_PROBLEM TO SOLVE_
Once the pictures are set aside, retype the remaining entries exactly.

Entries taken from a collection
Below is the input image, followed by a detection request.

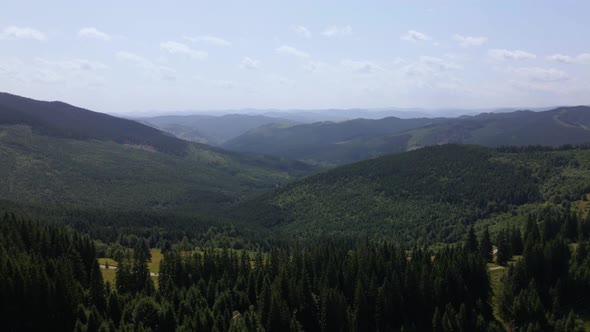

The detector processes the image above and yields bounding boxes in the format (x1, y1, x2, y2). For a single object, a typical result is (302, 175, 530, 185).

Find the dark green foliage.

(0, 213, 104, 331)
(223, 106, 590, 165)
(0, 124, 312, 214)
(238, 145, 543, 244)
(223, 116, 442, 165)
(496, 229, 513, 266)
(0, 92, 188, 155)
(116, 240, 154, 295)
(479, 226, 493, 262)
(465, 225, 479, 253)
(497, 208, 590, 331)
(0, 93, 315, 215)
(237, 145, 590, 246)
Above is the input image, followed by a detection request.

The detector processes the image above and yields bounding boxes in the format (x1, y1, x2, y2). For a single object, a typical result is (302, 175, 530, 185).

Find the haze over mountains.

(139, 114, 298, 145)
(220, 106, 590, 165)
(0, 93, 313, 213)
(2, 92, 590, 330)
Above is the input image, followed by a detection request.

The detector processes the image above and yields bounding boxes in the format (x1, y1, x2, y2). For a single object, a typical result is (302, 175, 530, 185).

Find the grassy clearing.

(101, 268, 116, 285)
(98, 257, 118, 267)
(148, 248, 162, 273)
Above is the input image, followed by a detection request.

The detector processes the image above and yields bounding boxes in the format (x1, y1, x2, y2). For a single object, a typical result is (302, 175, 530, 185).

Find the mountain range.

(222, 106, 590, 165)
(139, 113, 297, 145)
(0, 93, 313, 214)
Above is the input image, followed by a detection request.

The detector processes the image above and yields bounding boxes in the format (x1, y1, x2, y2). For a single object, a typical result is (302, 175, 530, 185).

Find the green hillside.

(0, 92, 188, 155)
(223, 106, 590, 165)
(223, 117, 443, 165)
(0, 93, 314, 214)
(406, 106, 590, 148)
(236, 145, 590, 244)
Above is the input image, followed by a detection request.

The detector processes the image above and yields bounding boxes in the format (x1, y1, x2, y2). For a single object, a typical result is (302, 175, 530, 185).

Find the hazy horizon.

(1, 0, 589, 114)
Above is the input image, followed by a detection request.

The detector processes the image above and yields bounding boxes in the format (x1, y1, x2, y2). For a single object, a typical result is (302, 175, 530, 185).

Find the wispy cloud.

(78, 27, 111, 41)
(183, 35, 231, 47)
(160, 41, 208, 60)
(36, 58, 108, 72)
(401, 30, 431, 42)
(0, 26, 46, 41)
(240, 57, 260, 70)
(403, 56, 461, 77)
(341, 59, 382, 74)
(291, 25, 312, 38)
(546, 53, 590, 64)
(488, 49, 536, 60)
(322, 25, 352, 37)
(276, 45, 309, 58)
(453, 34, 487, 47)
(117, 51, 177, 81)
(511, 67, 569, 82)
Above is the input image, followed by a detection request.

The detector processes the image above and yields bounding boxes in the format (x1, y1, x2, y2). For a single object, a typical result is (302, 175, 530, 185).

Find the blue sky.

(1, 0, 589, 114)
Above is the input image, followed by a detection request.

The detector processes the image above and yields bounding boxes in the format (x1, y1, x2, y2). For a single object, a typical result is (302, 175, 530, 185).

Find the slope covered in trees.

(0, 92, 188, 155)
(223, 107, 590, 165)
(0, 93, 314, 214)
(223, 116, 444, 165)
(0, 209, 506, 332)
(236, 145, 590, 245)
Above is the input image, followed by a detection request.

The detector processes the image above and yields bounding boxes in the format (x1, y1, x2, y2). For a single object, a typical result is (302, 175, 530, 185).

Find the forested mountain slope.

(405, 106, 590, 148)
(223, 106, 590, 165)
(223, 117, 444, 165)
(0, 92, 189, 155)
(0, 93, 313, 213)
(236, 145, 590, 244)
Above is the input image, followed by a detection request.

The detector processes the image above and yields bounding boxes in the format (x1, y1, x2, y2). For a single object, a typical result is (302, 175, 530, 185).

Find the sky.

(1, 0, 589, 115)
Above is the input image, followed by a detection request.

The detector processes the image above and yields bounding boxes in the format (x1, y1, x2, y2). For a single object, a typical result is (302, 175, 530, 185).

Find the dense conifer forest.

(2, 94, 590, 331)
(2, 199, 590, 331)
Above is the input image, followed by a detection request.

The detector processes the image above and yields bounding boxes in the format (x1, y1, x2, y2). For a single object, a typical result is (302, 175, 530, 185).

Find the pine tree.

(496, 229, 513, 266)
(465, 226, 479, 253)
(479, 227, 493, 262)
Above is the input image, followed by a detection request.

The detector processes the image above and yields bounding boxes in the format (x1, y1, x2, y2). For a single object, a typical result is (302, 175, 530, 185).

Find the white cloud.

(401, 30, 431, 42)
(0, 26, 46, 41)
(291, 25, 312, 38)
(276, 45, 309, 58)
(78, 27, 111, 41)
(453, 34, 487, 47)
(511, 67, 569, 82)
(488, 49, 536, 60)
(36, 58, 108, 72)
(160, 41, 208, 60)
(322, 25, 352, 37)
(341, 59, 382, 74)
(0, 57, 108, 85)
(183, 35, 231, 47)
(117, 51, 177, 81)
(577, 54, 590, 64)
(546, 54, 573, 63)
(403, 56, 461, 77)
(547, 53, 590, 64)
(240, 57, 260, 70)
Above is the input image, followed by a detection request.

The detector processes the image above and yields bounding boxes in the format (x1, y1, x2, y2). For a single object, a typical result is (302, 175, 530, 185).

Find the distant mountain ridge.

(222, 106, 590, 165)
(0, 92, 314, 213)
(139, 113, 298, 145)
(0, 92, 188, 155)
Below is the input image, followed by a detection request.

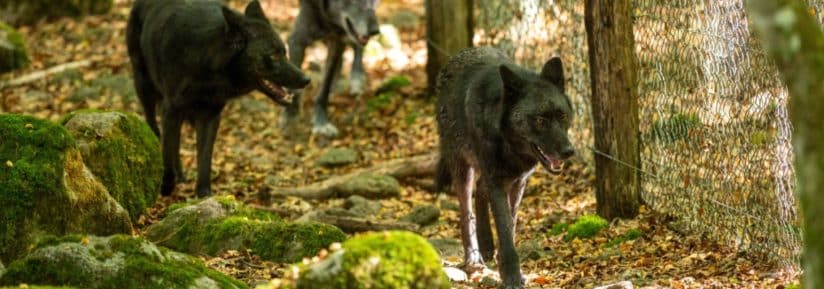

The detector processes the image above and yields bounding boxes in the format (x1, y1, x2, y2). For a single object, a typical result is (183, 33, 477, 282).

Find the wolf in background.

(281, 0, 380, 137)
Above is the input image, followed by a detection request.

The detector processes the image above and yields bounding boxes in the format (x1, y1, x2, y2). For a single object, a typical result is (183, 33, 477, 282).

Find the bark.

_WRITTEN RESPONSE_
Below is the input image, followed by a detection request.


The detector processes the image above and yields bounding boxes in the format (x1, y1, x2, y2). For a single object, a typical result is (302, 175, 530, 185).

Find the dark green foliage.

(0, 213, 104, 331)
(223, 106, 590, 165)
(0, 124, 312, 214)
(238, 145, 543, 244)
(223, 116, 442, 165)
(496, 229, 513, 266)
(0, 92, 188, 155)
(116, 240, 154, 295)
(479, 226, 493, 262)
(465, 225, 479, 253)
(497, 208, 590, 331)
(0, 93, 315, 215)
(237, 145, 590, 246)
Above is the input image, followed by a detection request.

The detector processes the image above and yields bounding boxes in the format (x1, y1, x2, y2). For a single object, a typical result is (302, 175, 530, 185).

Find the haze over mountains.

(139, 114, 298, 145)
(220, 106, 590, 165)
(0, 93, 313, 213)
(2, 92, 590, 330)
Above is the input image, followed by a detection request.

The detector processes the image above and yields bounding boxes in the format (x1, y1, x2, y2). For a single object, a typical result is (302, 175, 530, 185).

Find the grassy clearing.

(101, 268, 116, 285)
(98, 257, 118, 267)
(148, 248, 162, 273)
Above is the input image, followed by a detection request.

The detector processes the image above and yields bounding boxes in the format (x1, y1, x2, y2). For a single object, a typical result is (302, 175, 530, 185).

Find the mountain range.

(222, 106, 590, 165)
(139, 113, 297, 145)
(0, 93, 313, 214)
Above is the input image, followed by a detection request.

The detector processes the image above and yields bounding boxes in the format (x1, y1, x2, y2). For a single object, a typical result is (302, 175, 530, 185).

Find the green hillside.

(0, 92, 188, 155)
(223, 106, 590, 165)
(223, 117, 443, 165)
(0, 93, 314, 214)
(406, 106, 590, 148)
(236, 145, 590, 244)
Above is the input image, followed by a detection request.

The detector processes the image above and yields bounding boxes in the format (x1, y1, x2, y2). For a single object, a typical result is (302, 175, 530, 185).

Find the hazy horizon.

(1, 0, 589, 114)
Above is the input image, followed by a detection request.

The detector processes the image above and yields bounding boxes in the format (x1, y1, x2, y2). For a single object, a typical result is (302, 175, 530, 185).

Find the wispy cloud.

(78, 27, 111, 41)
(183, 35, 231, 47)
(160, 41, 208, 60)
(36, 58, 108, 72)
(401, 30, 431, 42)
(0, 26, 46, 41)
(240, 57, 260, 70)
(403, 56, 461, 77)
(341, 59, 382, 74)
(291, 25, 312, 38)
(546, 53, 590, 64)
(488, 49, 536, 60)
(322, 25, 352, 37)
(276, 45, 309, 58)
(453, 34, 487, 47)
(117, 51, 177, 81)
(511, 67, 569, 82)
Above is the input image, followed by a detection request.

The detector processes the image above and yields bounding boxes in the format (x1, y1, x2, y2). For a single object, a typical result is (302, 175, 530, 185).

Find the blue sky.

(1, 0, 589, 114)
Above is the input image, followed by a detection request.

The detector processes the image above and yields bounding boxes in the format (x1, y1, x2, y2). For a single object, a typical result is (302, 175, 530, 185).

Find the slope covered in trees.

(0, 92, 188, 155)
(223, 107, 590, 165)
(0, 93, 314, 214)
(223, 116, 444, 165)
(0, 209, 506, 332)
(236, 145, 590, 245)
Above is the input image, followed by a detection request.

The detector processes the image above and yields bounding boxes in the format (x1, y1, x2, y2). For a single object, a typical result is (302, 175, 530, 185).

Find the forested mountain slope.

(405, 106, 590, 148)
(223, 106, 590, 165)
(223, 117, 444, 165)
(0, 92, 189, 155)
(0, 93, 313, 213)
(236, 145, 590, 244)
Above is the input image, followed by a detection request.

The detector processes the image above and yields bounding boxes in the format (x1, y1, x2, y2). For a single object, a typical result is (302, 175, 530, 185).

Find the sky.

(1, 0, 589, 115)
Above is the input image, followed by a detection request.

The detector processes the image above and yields bounding boxes in the format (x1, y1, x2, y2). For a single object, a typical result is (302, 175, 530, 185).

Find the dense conifer forest.

(2, 94, 590, 331)
(2, 199, 590, 331)
Above is the input image, followed by a detection request.

The detector processes the image above and yields bounding boxes in the format (x1, y1, x2, y2). For a single object, a typical result is (302, 175, 530, 185).

Find the pine tree.

(496, 229, 513, 266)
(465, 226, 479, 253)
(479, 227, 493, 262)
Above is the input image, followed by a detection request.

The detector processes the image above and yields bounding boxes in the format (x1, y1, x2, y2). For a single object, a typical result is (302, 175, 530, 185).

Find the white cloud.

(401, 30, 431, 42)
(0, 26, 46, 41)
(291, 25, 312, 38)
(276, 45, 309, 58)
(78, 27, 111, 41)
(453, 34, 487, 47)
(511, 67, 569, 82)
(488, 49, 536, 60)
(36, 58, 108, 72)
(160, 41, 208, 60)
(322, 25, 352, 37)
(341, 59, 382, 74)
(0, 57, 108, 85)
(183, 35, 231, 47)
(117, 51, 177, 81)
(577, 54, 590, 64)
(546, 54, 573, 63)
(403, 56, 461, 77)
(547, 53, 590, 64)
(240, 57, 260, 70)
Above is the input image, followed by a detection request.

The detector processes the image above and yields bounding boxes in the format (x1, y1, x2, y2). For a single object, a typical result is (302, 175, 530, 185).

Find the distant mountain ridge.

(222, 106, 590, 165)
(0, 92, 314, 213)
(139, 113, 298, 145)
(0, 92, 188, 155)
Below is the input image, followed by a detection request.


The detector processes the image above and yields bounding boxes in the format (x1, y1, x2, y2). For a single object, a typical result is (183, 33, 477, 282).

Find the wolf in background.

(281, 0, 380, 137)
Above is the input image, followed by a detection request.

The detector processes the image above and yields bounding boxes in the format (x1, y1, x2, y2). For a single object, a typical result is (183, 33, 477, 282).

Find the bark.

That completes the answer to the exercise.